* Aim
Reproduce all entries word for word.

★ ★ ★ ★ ★ ★ ★

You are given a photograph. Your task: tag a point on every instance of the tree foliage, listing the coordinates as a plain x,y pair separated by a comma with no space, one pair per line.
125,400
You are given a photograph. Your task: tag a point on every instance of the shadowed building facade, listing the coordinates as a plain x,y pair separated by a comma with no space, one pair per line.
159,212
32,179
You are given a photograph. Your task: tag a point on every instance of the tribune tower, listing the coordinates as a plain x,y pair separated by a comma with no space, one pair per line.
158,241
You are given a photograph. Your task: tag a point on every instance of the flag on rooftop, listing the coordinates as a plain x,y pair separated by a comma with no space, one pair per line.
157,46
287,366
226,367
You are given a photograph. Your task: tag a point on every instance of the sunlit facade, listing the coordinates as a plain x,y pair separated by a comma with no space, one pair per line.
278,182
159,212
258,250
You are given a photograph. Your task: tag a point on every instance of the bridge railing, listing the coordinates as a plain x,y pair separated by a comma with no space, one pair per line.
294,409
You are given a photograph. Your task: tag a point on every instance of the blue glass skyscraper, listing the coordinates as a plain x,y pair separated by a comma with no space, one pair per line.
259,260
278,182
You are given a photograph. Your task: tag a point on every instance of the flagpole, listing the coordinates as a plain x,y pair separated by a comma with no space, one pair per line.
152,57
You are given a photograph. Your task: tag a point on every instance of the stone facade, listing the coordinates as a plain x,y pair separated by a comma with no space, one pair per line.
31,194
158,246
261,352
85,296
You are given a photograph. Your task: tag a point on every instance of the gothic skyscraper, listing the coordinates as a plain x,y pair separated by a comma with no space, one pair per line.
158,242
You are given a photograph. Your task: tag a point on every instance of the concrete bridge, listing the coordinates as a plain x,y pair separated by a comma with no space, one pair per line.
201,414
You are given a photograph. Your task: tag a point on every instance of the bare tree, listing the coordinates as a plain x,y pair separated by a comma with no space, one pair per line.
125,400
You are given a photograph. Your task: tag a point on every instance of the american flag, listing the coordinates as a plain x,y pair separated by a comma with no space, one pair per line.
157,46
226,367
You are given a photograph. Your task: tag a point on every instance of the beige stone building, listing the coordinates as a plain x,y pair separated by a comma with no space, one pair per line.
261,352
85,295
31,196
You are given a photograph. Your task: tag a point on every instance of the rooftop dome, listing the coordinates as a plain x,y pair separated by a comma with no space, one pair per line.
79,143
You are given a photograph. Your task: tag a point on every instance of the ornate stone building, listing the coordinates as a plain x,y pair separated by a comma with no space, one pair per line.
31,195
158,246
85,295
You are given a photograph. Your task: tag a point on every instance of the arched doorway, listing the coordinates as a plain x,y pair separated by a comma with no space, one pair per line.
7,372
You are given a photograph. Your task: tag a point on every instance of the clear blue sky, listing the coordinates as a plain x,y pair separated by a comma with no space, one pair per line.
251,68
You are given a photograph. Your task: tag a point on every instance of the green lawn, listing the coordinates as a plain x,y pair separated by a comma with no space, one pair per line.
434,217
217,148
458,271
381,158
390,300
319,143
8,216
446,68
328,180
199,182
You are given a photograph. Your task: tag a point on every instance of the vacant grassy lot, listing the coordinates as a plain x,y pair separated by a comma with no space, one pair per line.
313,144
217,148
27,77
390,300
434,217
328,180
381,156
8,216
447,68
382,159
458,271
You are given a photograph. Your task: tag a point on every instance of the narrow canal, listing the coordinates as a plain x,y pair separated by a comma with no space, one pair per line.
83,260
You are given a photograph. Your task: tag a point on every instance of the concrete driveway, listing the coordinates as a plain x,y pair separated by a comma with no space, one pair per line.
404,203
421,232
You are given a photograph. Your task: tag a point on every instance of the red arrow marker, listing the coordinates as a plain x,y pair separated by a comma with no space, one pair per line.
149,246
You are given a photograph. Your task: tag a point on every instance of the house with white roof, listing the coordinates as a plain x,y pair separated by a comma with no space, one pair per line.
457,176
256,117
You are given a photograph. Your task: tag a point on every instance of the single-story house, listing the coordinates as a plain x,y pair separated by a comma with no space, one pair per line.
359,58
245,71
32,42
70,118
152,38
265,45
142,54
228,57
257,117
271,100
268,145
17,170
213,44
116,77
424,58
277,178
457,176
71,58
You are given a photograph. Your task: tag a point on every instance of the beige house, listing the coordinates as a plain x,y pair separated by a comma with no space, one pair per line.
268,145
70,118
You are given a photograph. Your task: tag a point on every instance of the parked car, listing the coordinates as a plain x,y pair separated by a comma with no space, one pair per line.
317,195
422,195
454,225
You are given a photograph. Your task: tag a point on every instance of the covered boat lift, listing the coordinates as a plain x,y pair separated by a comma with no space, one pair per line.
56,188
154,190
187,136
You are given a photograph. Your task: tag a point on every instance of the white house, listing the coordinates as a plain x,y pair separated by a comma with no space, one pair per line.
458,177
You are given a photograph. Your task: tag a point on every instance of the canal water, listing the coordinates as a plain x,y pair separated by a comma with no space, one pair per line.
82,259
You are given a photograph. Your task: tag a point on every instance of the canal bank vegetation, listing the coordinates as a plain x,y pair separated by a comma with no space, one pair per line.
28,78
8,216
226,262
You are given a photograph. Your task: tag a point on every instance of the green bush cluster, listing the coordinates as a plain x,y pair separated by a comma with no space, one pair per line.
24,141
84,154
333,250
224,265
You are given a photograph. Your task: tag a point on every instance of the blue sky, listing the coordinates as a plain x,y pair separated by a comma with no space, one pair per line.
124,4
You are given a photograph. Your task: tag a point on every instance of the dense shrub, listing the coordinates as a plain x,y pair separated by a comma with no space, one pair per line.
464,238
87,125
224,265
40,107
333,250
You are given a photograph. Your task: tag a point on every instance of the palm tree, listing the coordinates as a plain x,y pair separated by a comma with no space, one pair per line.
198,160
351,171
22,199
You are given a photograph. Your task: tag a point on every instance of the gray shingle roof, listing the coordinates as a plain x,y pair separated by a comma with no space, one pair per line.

★ ★ ★ ★ ★ ★ ★

* Answer to this task
You are given a photograph. Your task: tag a point on every instance of the tree foliage, listing the coordinates as a plain x,y pair separated by a comma with no space, one pair per line.
125,400
You are given a photograph. Your task: tag a point on every instance of the shadowed building facade, listing the coordinates as a plain x,y pair separated by a comma with no space, one pair per line.
159,212
32,179
You are given a photograph. Your task: tag a point on every instance of the tribune tower, listing the coordinates as a plain x,y pair separated by a comma with no space, one pair per line.
158,241
You are given a photograph. Your task: tag a point on every instance of the flag on rooftop, listing the coordinates as a plain x,y pair separated by a comma with no space, one pair per line.
157,46
287,366
226,367
You are given a photograph. Your task: tag a point on every instance of the sunlit facade, listing the coordinates as a plain x,y pair separated by a comma with no space, one pair per line.
278,182
159,212
258,250
You are given a photograph. Your task: tag a point on every instance of the bridge railing, listing the coordinates as a plain x,y pair separated by a comma with no space, one pair per line.
294,409
You are given a photograph. Your task: tag a point on every instance of the blue glass skyscraper, listing the coordinates as a plain x,y pair separated by a comma with no space, one pair per line.
259,260
278,182
You are given a photograph. Your task: tag a point on every instance of the flagpole, listing the coordinates as a plain x,y pair separated by a comma with no space, one pair per line.
152,57
You are given a photograph. Your task: tag a point on every instance of the stone facade, listing the coordinates as a plain x,y pair separated by a comma with no space, one pair per line.
31,194
158,246
261,352
85,296
You are given a photograph. Your task: tag a point on every instance of the gothic skyscraper, listing the coordinates as a plain x,y pair separated by a comma with no space, one pair per line.
158,242
You are given a photograph. Your task: tag a point on every instance of the concrete bridge, listing the coordinates as a plain x,y pair separated by a comma with no space, one pair per line.
201,414
You are given a photograph. Your task: tag a point on every instance of the bare tree, listing the coordinates as a plain x,y pair separated by a comma with no space, one pair per line.
125,400
You are given a photograph. Your task: tag a point on every instance of the american flag, listing the coordinates as a plain x,y pair separated by a comma with no space, one pair per line.
157,46
226,367
You are given a photograph. Your task: tag a point on every instance of the beige stone building, listing the coordinates as a plain x,y pair separated by a comma with no space, one pair per line.
261,352
85,295
31,196
You are given a photograph. Your task: tag a point on every instance of the rooftop dome, listing the coordinates as a plain x,y pair separated by a comma with no space, one pair per line.
79,143
You are given a photograph. Your task: tag a point on every instance of the ornate stone building, listing the coordinates as a plain x,y pair separated by a comma with no space, one pair per line.
31,195
158,246
85,295
You are given a photograph. Your task: tag a point on every instance of the arched doorway, listing the coordinates as a plain x,y pair separated by a comma with no space, one pair per line.
7,372
You are given a photograph. Your task: tag a point on every instance of the clear blue sky, listing the coordinates as a plain x,y pair separated by a comma with no space, one pair per line.
251,68
You are given a photograph. Your task: tag a point on every instance of the green lawn, listing the coordinates as a plain x,y pair separated by a comma with no space, one pair per line.
434,217
217,148
458,271
381,158
390,300
319,143
8,216
446,68
328,180
199,182
You are given a photograph. Your task: tag a point on every instance of the vacant grassy lot, listing the coordinates as a plain x,y pair separated by a comma with no space, one pair per line.
313,144
217,148
27,77
390,300
434,217
328,180
381,156
8,216
447,68
382,159
458,271
You are given a photograph. Your task: tag a point on every instance of the narrow canal, listing the coordinates as a plain x,y pair separated by a comma with no space, one pair per line.
83,260
You are given a photograph. Your task: tag a point on every instance of the concrete driveway, listing the coordinates as a plain x,y pair separated by a comma with no space, one pair per line.
404,203
421,232
You are given a photograph. Your task: tag a point on every instance of the red arrow marker, listing the coordinates as a plain x,y pair separated by a comma with no space, one pair per line.
149,246
You are given a photograph. Your task: tag a point on every instance of the house with white roof, listing the coordinates as a plain x,y pair separated by a comma with no space, one pair per line.
457,176
256,117
You are given a photograph. Your task: tag a point on every instance of the single-story house, listing the coordinates as a plain x,y pair separated by a comma with no space, one pair per line.
359,58
245,71
32,42
70,118
152,38
265,45
142,54
228,57
257,117
271,100
268,145
17,170
213,44
116,77
424,58
277,178
457,176
71,58
You are given a photograph. Your task: tag a point on every instance of the beige house, listing the coordinates as a plain x,y pair separated by a comma with no space, one pair per line.
268,145
70,118
You are given a photograph. Your task: tag a point on every instance of the parked car, listing the coordinates as a plain x,y pair separated by a comma with no space, one pair per line.
317,195
422,195
454,225
You are given a photograph. Your task: tag a point on every instance of the covered boat lift, listing the coordinates as a plain x,y pair separated by a comma with no space, one pair per line.
56,188
154,190
187,136
You are given a photograph. Your task: tag a point on every instance of the white house, listing the coordinates as a plain x,y pair separated by a comma with no space, one pair per line.
458,177
You are given a photograph. Your task: tag a point on every instance of the canal water, listing the coordinates as a plain x,y pair separated by a comma with no space, one pair per line.
82,259
You are given a photograph. Your task: tag a point on every instance of the canal bank vegetation, listing the coordinates as a plain x,y pair separated by a comma with no space, one pair per line.
28,78
8,216
226,262
You are given a photograph. Your task: tag a point on every instance of the green bush cluster, listing the coordinates as a plain x,y pair separated by a comma with no space, one pair per line.
24,141
84,154
333,250
224,265
You are given a photograph. Your task: tag a point on every instance of the blue sky, listing the coordinates as a plain x,y pair separated by a comma with no space, one pair per line.
124,4
You are given a photograph. Your task: tag a point on every instance of the dense shrub, listing the coordinates as a plain x,y pair separated by a comma with no space, one pair per line.
464,238
87,125
224,265
40,107
333,250
You are given a photograph. Your task: tag a point on every instance of the palm tree, listing the coordinates as a plain x,y pair separated by a comma with no space, one pair per line.
198,160
351,171
22,199
You are given a photograph. Your task: tag a point on every instance of the gray shingle roof, listing the coordinates as a plain x,y pair separated by a comma with no space, one pair per line.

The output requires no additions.